** Start Reading passage **

Within the Muslim Ummah today, and for centuries past, the Raj`a has been associated with the term ghuluw – commonly translated as “extremism” — and ghulat (extremists, usually associated with the Shi`ah partisans of Muhammad’s family.

The term essentially  denotes certain doctrines classed as exceeding the bounds of mainstream, Caliphate-approved Islam.

There are a multitude of interpretations and movements within Shi`i Islam and a full survey of them – or even a brief overview – is beyond the scope of this particular discussion. The ghuluww/non- ghuluww paradigm was never static or fixed and this distinction has been a primarily retrospective one. As such, this can by nature only be a superficial gloss, over-generalization and simplification for the sake of readers not already familiar with the term and concept.

In hindsight, it is easy to see and define views as ghuluw and individuals and groups as ghulat. In the formative decades following the passing of the Historical Muhammad, it is unlikely that those now regarded as such were seen even as being of distinguished and defined sects. Thus, this concept that was far from neatly defined as latter-day heresiographers – particularly within mainstream Sunnism and Ithna `Ashari “Twelver” Shi`ism of the Modern dominant Usulism.

Indeed, within Isma`ili Shi`ism, this doctrine is still more notable, and within the Druze offshoot, it is fundamental. Because of persecution of those who openly adhered to ideas of reincarnation under the rule and oppression of the Caliphate, it it became necessary for the partisans or “shi`ah” of the Ahl al-Bayt to conceal their controversial beliefs. The doctrine of Raj`ah was one such case.

The word “raj’a”, while commonly used today in Shi`i Islam to indicate the “return” of the Twelfth Imam of the Ahl al-Bayt, in the Ithna `Ashari line, does not refer simply to individuals doctrinally believed to not have died (waqf).

In fact, within the hadith attributed to the Ahl al-Bayt, from generation to generation, the term is used to indicate the return of prophetic figures from Abraham to Ishma`el to David and thus `Isa,[4] to even Muhammad and some of his descendants like Hussein ibn `Ali, who was murdered and mutilated – decapitated – by the Caliphate which terrorized the Ahl al-Bayt first and foremost, before all others. Clearly, the return of a decapitated man is not going to be the same sort of return as the Shi`ite expected return of the Twelfth Imam, who they believe to be alive and in ghaybat al-kubrah – major occultation.

Interestingly, we see the Qur’an employ the term Raj`a for “Return” — or lack thereof — of those who reject the Torah after having incarnated as Jews. The Qur’an, continuing with what seems to be an extremely hardline Orthodox Jewish stance, says la yarji`un (لَا يَرْجِعُونَ) — they will not return — perhaps to a Jewish incarnation (most notably, 2:18; 7:174; 32:21; 36;31; 36:50 et al.).

Indeed, within a Kabbalistic context, there is a common view that those who do not keep the Torah as Jews will reincarnate in gilgul ha’neshamah, as non-Jews of the Nations or “Goyyim” — but that this may in fact call them to return to Yahadut and the Torah if they truly have a Jewish Neshamah (Arabic: Nasamah).

** End Reading passage **

Complete the following.
a) From the reading passage on the Raj`a, reproduce word for word the section that begins at the words "Within the Muslim" and ends after the words "of Muhammad’s family.".
b) Answer these questions using the reading passage on the Raj`a:
(i) How is the term ghuluw commonly translated?
(ii) What Arabic term does the passage give for the major occultation?
(iii) Which Arabic phrase does the Qur'an use for "they will not return"?

** Start Given entries **

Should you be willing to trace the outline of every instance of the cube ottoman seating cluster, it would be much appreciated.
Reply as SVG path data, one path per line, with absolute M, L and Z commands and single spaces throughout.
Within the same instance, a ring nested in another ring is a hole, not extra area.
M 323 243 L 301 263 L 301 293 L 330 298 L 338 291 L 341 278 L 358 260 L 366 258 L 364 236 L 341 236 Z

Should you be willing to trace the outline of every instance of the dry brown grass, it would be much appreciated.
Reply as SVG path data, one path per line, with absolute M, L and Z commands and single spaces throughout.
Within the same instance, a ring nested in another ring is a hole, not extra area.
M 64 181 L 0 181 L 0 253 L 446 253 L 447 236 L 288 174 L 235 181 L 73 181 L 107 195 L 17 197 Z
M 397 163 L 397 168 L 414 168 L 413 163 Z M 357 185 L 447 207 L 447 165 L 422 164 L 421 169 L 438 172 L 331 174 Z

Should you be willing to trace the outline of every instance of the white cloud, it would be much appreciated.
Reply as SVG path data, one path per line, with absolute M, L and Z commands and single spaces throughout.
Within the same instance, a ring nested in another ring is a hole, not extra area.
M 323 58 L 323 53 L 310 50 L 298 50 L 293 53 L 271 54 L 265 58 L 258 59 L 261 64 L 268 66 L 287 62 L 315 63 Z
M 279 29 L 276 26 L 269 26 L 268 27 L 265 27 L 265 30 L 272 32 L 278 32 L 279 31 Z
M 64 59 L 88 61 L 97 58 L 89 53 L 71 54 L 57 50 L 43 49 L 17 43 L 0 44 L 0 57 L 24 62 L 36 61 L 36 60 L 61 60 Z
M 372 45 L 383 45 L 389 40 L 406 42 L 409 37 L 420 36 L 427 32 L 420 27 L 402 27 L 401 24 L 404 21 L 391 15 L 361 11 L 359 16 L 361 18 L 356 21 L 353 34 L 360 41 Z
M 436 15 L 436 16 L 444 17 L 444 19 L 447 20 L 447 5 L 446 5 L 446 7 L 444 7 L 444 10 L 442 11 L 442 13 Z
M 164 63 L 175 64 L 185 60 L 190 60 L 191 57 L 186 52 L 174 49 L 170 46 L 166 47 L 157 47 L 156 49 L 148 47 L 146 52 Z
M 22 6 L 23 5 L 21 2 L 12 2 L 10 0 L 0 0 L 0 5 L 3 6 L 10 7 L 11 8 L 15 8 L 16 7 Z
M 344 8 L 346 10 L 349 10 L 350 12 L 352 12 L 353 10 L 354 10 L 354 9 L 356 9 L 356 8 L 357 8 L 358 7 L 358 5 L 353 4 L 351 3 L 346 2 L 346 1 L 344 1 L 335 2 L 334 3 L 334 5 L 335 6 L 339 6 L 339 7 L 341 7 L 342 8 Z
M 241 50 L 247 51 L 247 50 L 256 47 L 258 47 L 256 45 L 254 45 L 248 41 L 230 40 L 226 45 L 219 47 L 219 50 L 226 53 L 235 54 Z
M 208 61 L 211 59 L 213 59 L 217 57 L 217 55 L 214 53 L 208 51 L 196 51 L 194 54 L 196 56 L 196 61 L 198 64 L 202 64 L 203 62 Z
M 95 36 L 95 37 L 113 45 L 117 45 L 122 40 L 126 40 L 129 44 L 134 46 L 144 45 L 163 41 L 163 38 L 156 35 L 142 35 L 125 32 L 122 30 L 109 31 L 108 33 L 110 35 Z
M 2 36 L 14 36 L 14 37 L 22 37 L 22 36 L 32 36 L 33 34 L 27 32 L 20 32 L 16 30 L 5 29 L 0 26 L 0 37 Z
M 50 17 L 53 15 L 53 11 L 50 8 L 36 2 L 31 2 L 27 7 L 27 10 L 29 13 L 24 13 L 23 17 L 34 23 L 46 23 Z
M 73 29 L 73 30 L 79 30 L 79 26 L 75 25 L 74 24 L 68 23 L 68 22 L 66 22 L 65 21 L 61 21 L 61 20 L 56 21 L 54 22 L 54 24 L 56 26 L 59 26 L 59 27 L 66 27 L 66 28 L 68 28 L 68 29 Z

** End Given entries **

Answers to the problems.
a)
Within the Muslim Ummah today, and for centuries past, the Raj`a has been associated with the term ghuluw – commonly translated as “extremism” — and ghulat (extremists, usually associated with the Shi`ah partisans of Muhammad’s family.

b)
(i) As "extremism."
(ii) Ghaybat al-kubrah.
(iii) La yarji`un (لَا يَرْجِعُونَ).